— start of Information provided —
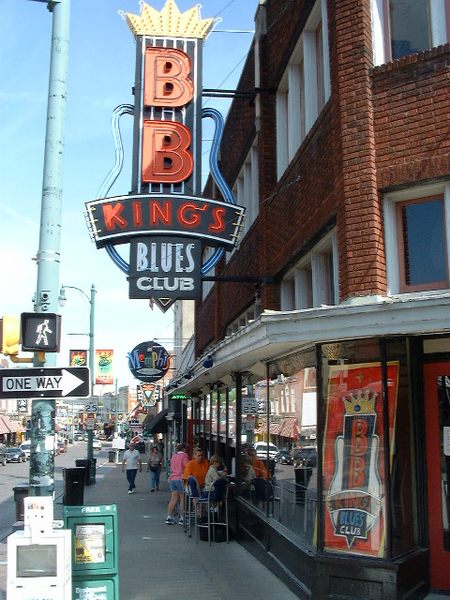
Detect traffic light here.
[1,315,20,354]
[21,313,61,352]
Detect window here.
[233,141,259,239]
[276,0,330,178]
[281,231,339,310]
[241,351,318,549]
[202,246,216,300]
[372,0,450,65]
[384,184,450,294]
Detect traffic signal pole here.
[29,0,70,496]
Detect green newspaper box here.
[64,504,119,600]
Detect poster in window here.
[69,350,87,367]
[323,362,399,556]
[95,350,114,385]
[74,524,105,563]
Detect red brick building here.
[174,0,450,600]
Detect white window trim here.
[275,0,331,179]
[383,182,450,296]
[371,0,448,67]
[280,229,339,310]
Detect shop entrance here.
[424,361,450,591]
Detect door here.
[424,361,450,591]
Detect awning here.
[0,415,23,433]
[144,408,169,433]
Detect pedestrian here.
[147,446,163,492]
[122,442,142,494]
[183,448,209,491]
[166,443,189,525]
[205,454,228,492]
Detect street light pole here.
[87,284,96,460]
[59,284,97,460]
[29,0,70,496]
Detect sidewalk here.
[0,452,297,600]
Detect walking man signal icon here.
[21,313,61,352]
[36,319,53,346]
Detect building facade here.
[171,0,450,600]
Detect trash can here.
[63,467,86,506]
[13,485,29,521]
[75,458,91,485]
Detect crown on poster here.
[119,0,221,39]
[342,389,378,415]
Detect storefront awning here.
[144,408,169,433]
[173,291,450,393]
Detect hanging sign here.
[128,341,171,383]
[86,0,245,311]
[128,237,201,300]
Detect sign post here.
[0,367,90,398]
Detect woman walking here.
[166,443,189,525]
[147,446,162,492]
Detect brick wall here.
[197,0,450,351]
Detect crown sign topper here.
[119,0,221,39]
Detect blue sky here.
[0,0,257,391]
— end of Information provided —
**Set task**
Rewrite the listing from the line with "Detect door here." through its end, replacing "trash can" with "garbage bin" and leaving everything else unchanged.

**Exercise result**
Detect door here.
[424,361,450,591]
Detect awning here.
[0,415,23,433]
[144,408,169,433]
Detect pedestrian here.
[147,446,163,492]
[122,442,142,494]
[183,448,209,491]
[166,443,189,525]
[205,454,228,492]
Detect street light pole here.
[87,284,96,460]
[59,284,97,460]
[29,0,70,496]
Detect sidewalk here.
[0,452,297,600]
Detect walking man signal icon here.
[21,313,61,352]
[36,319,53,346]
Detect building facade here.
[171,0,450,600]
Detect garbage bin here.
[63,467,86,506]
[13,485,29,521]
[75,458,91,485]
Detect crown on poster here.
[119,0,221,39]
[342,389,378,415]
Detect storefront awning here.
[144,408,169,433]
[173,291,450,393]
Detect hanging sign here.
[128,341,171,383]
[86,0,245,311]
[128,237,201,300]
Detect sign post here.
[0,367,90,398]
Detect woman walking here.
[166,443,189,525]
[147,446,162,492]
Detect brick wall here.
[197,0,450,351]
Detect crown sign topper here.
[119,0,221,39]
Detect blue sky here.
[0,0,257,391]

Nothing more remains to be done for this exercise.